WORK ORDER >> Reproduce the stretch of the low stress handling article below from "Low Stress Handling" through "trying to achieve.", leaving every word and punctuation mark unchanged.

── SELECTED PASSAGE

Low Stress Handling Part 5 - Teaching them skills for Life November 5, 2015 15:41
Any seasoned pet owner knows there are some things that just need to be done. Nail trimming. Ear cleaning. Giving a tablet . Have you seen the humorous “how to give a cat a tablet” list, which ends with taking yourself to the hospital? Many of these things are health or vet related, so stress from them often sabotages the happy healthy low stress vet-patient-client relationship that we are trying to achieve.
It seems that people often just expect their pets to accept these things, without any help or training. What you need to do is condition them to accept and even enjoy them, BEFORE they form a negative association. If they haven’t been given this training, and become uncooperative, they will usually end up missing out on important health care. Some pets are easy going and you can get away with it. But many are not.
This is my list of things that I feel pets should be trained to enjoy – or at least accept in a calm manner. Teeth checking and brushing. Being given tablets. Ear checking and cleaning. Foot touching and nail trimming. Being patted on top of their head. Being physically restrained in a variety of positions. Wearing a muzzle. Having tummy touched/gently pushed. Having tail touched and lifted. Brushing coat. Being given injections and having their temperature taken. Your vet will need to help you with these last two. If all dogs and cats had this list of “skills”, life would be so easy!
So here is how you do it, assuming you are starting from scratch – either with a puppy or kitten, or with an adult pet that has not had a particular procedure ever done to them before. You make it POSITIVE. That means you find a reward that works for your individual pet – food, toy, pats, praise – and give them that reward simultaneously with the skill you’re practising. Not after – that’s too much to expect in the initial training stages. You have to do it at the same time. Once a strong positive association has formed in your pet’s mind (ear checking = peanut butter) – then you can delay the treat and give it as you finish ear checking. Not before the association is strong and clear in their minds though.

────
── RECORDED DATA

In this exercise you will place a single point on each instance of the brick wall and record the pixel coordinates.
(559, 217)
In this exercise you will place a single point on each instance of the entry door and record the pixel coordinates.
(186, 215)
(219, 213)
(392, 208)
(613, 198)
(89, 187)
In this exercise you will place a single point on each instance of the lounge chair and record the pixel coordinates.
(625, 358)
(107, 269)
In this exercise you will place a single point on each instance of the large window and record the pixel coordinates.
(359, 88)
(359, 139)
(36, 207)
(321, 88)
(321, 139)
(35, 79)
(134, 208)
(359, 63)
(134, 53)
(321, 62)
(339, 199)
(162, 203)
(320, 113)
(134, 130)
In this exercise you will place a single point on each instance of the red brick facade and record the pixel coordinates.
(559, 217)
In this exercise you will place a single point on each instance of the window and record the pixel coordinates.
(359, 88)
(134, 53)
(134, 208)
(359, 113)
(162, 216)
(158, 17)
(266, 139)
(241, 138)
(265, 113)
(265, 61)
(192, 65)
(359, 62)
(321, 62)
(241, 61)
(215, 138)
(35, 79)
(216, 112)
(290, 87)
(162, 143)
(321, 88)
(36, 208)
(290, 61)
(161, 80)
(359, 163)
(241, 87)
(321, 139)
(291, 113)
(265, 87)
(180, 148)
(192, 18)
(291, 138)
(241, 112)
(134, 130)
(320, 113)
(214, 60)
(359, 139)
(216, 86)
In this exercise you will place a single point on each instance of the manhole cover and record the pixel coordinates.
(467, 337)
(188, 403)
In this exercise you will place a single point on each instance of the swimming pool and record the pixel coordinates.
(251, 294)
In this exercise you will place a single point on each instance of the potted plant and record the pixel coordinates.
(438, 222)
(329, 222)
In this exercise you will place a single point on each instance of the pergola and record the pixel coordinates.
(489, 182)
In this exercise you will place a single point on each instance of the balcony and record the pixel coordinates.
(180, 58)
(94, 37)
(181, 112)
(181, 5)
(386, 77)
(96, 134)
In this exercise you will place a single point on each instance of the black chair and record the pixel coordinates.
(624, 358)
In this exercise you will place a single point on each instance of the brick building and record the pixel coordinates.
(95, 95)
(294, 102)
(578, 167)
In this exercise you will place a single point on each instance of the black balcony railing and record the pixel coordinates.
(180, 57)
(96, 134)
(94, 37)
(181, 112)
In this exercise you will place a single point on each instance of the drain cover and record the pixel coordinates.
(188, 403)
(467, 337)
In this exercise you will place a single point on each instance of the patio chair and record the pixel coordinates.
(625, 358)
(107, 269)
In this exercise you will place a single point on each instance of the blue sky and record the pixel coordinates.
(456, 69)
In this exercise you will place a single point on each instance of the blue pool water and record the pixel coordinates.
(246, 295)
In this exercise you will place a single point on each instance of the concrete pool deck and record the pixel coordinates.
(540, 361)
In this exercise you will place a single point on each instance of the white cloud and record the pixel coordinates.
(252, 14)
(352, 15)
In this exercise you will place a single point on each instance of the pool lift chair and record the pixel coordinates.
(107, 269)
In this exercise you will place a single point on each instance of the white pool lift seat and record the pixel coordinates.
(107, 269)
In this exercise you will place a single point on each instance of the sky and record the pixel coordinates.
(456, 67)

────

SOLUTION FOR THIS TASK >>
Low Stress Handling Part 5 - Teaching them skills for Life November 5, 2015 15:41
Any seasoned pet owner knows there are some things that just need to be done. Nail trimming. Ear cleaning. Giving a tablet . Have you seen the humorous “how to give a cat a tablet” list, which ends with taking yourself to the hospital? Many of these things are health or vet related, so stress from them often sabotages the happy healthy low stress vet-patient-client relationship that we are trying to achieve.